**Brief 1:** Set down the passage of the cryptocurrency essay below between "Right now, the" and "stay. Here’s why.", inclusive.
**Brief 2:** In the essay on cryptocurrencies below, what does the power of modern humans come from?
**Brief 3:** Write what comes next in the essay on why cryptocurrencies are here to stay, starting after its final sentence below.

**Selected extract:**

* Start *

Right now, the cryptocurrency market is down from its all-time high, and some of its newly attracted investors and enthusiasts risk losing their interest in the technology. It’s a good time to take a step back and reexamine the fundamentals. While it’s not possible to say which way the market is going to go from here, one thing is for sure — cryptocurrencies are here to stay. Here’s why.
What makes humans so powerful? It’s not our intelligence. Humans in the Stone Age had the same brain capacity as the modern humans. However, as a population Stone Age humans were weak, vulnerable, and exposed to a number of dangers. The power of the modern humans comes from their ability to cooperate in large groups.
The Internet is so important because it enables world-scale cooperation. Some of the great achievements of such cooperations are Wikipedia and large open source software projects, such as the Linux operating system.
However, trust has always been a prerequisite for cooperation between distinct parties. Whenever the levels of trust between the parties were not sufficient, the solution was to have more centralization. For example, even though I do not personally know and trust all of my next-door neighbors, it does not preclude us from peaceful cohabitation. To make this situation possible, all of us needed to place a sufficient trust on the government and other centralized institutions such as the banks and police. This may sound fine, but clearly, this idea doesn’t scale that well even to a national level, not to mention regional and global levels. Now that we’re faced with some truly global-scale problems, we also need global-scale solutions. Unfortunately, the levels of trust between world’s nations and regions are as low as ever, hence it’s difficult to make a real progress on coordinated solutions for global problems such as the global warming and the world-changing impact of AI.

* End *

**Supplied data:**
* Start *

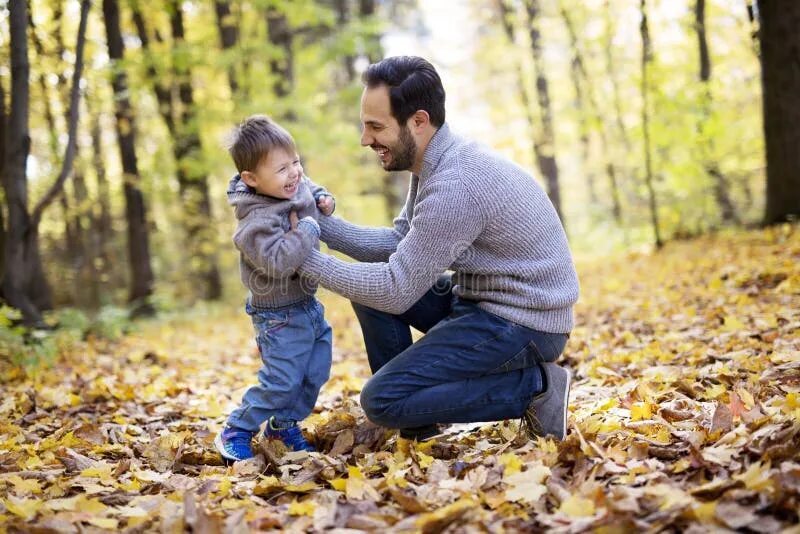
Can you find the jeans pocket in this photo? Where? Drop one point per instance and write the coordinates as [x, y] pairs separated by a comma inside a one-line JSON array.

* End *

**Response 1:**
Right now, the cryptocurrency market is down from its all-time high, and some of its newly attracted investors and enthusiasts risk losing their interest in the technology. It’s a good time to take a step back and reexamine the fundamentals. While it’s not possible to say which way the market is going to go from here, one thing is for sure — cryptocurrencies are here to stay. Here’s why.

**Response 2:** From their ability to cooperate in large groups.

**Response 3:**
Blockchain — the technology behind most cryptocurrencies — is so revolutionary because it allows to exchange value directly between parties. It doesn’t require that these parties trust each another, or that they trust an intermediary. It replaces trust in central organizations with trust in source code. How do we know that this idea works? One evidence for this is the market capitalization of Bitcoin. It’s based on a global, trustless network, and it’s worth 500 billion dollars. Despite this lucrative sum of money, Bitcoin itself has never been hacked.
Cryptocurrency is just the first application of the blockchain technology; the proof-of-concept. However, the upcoming future applications of blockchain will not be isolated from cryptocurrencies; they will use cryptocurrencies as their base layers. For an example, consider a smart contract that defines an escrow mechanism. It’s only reasonable to place as much trust on this contract as the total value of its underlying blockchain. If this smart contract is running on a currency with total valuation of less than one million, and it requires that party A pays one million USD to party B, then for party A it would be more profitable to gain control over the currency (through obtaining majority of mining power or otherwise), rather than to pay up the whole sum. Therefore only large, open blockchains backed by valuable platforms provide sufficient amount of trust for large-scale projects.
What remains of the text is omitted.